**Partes do exercício**
[1] De acordo com o texto sobre Aveiro, qual rei concedeu o foral a Ílhavo e em que ano?
[2] Transcreva do texto sobre Aveiro o trecho que começa em "Aveiro, a cidade" e vai até "meados de 1500).", incluindo este último.

**Texto extraído**
§ §

Aveiro, a cidade da Ria
Pôr do sol em Aveiro
Como disse no post anterior, minha ida a Portugal tinha sido motivada por uma questão genealógica iniciada em abril de 2014 quando comecei a fazer as pesquisas sobre meus ancestrais. Um dia, cheguei da casa de minha tia com a certidão de nascimento de minha avó em mãos e, ao ligar o computador, resolvi pôr o nome do avô dela na pesquisa do Google; a partir disso fui parar na cidade de Ílhavo, distrito de Aveiro, Região Centro, Sub-região do Baixo Vouga, cujo foral foi-lhe dado pelo rei-poeta D. Diniz no ano de 1296, e que anteriormente era conhecida pelos romanos como Illiabum, mas sobre a qual eu nunca tinha ouvido falar até aquele dia (escreverei, mais à frente, um post sobre minhas pesquisas genealógicas que já me fizeram conhecer a história de minha família até meados de 1500).

§ §

**Linhas fornecidas**
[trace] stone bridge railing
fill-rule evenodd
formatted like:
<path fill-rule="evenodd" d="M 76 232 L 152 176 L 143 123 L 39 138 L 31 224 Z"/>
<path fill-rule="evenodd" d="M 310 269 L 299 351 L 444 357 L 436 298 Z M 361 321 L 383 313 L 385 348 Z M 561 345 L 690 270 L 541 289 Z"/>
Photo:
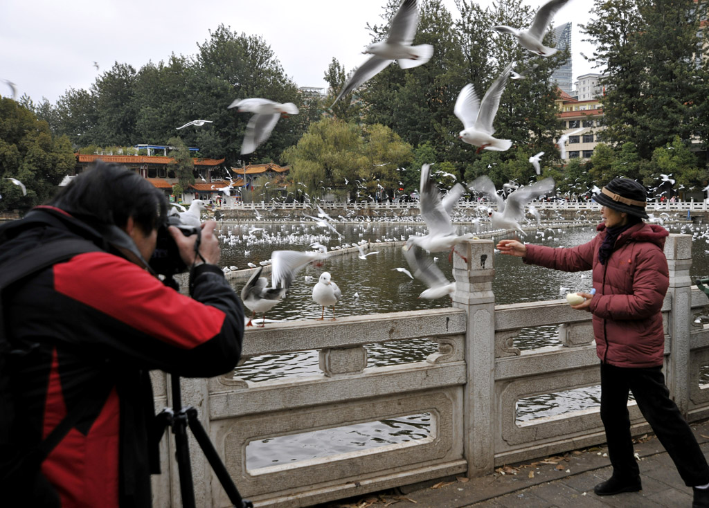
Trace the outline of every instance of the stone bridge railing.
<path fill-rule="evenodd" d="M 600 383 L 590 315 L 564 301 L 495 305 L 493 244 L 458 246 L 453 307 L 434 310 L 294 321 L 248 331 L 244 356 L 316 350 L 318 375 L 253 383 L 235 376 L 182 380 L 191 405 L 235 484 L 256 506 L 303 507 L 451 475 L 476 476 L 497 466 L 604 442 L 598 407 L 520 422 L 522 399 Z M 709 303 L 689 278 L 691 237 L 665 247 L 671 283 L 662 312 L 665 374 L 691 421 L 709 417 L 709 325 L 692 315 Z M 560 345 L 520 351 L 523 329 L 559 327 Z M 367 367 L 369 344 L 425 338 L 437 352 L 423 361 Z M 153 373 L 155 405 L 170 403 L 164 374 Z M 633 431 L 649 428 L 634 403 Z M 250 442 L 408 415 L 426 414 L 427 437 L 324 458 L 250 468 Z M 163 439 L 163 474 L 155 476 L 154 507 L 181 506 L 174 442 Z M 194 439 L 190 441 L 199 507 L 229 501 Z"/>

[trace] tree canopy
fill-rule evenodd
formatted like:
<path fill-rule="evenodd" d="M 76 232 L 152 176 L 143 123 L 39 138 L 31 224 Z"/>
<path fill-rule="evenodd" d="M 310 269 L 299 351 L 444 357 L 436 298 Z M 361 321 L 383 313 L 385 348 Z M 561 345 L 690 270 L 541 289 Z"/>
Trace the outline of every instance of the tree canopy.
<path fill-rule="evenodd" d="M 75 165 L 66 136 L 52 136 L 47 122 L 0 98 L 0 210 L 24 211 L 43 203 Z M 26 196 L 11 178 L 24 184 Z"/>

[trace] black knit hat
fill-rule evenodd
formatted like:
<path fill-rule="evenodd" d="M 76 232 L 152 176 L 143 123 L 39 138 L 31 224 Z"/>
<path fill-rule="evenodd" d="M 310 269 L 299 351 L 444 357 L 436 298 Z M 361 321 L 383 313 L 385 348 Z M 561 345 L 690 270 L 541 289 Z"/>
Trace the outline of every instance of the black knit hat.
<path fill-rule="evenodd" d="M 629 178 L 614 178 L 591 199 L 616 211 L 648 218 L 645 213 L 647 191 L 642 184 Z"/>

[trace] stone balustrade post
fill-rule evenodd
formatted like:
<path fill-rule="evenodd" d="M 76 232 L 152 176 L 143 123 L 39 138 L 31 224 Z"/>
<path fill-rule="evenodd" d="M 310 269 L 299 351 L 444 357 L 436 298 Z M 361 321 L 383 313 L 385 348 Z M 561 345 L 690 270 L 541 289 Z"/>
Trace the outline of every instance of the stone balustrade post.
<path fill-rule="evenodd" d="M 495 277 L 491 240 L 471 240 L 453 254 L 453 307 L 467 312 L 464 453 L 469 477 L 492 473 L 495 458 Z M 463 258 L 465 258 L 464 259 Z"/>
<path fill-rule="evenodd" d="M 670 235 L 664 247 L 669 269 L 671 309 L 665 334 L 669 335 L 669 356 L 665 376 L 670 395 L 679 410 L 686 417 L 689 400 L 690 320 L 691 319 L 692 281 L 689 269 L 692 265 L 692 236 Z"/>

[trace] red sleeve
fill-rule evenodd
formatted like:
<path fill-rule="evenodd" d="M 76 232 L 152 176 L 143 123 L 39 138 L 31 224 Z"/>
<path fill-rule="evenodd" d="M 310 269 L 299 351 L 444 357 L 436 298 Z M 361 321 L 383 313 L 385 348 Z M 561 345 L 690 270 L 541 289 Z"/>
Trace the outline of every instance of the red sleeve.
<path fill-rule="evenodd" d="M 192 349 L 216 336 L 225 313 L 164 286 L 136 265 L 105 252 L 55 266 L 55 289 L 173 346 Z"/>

§ §

**Soluções das tarefas**
[1] O rei-poeta D. Diniz, no ano de 1296.

[2]
Aveiro, a cidade da Ria
Pôr do sol em Aveiro
Como disse no post anterior, minha ida a Portugal tinha sido motivada por uma questão genealógica iniciada em abril de 2014 quando comecei a fazer as pesquisas sobre meus ancestrais. Um dia, cheguei da casa de minha tia com a certidão de nascimento de minha avó em mãos e, ao ligar o computador, resolvi pôr o nome do avô dela na pesquisa do Google; a partir disso fui parar na cidade de Ílhavo, distrito de Aveiro, Região Centro, Sub-região do Baixo Vouga, cujo foral foi-lhe dado pelo rei-poeta D. Diniz no ano de 1296, e que anteriormente era conhecida pelos romanos como Illiabum, mas sobre a qual eu nunca tinha ouvido falar até aquele dia (escreverei, mais à frente, um post sobre minhas pesquisas genealógicas que já me fizeram conhecer a história de minha família até meados de 1500).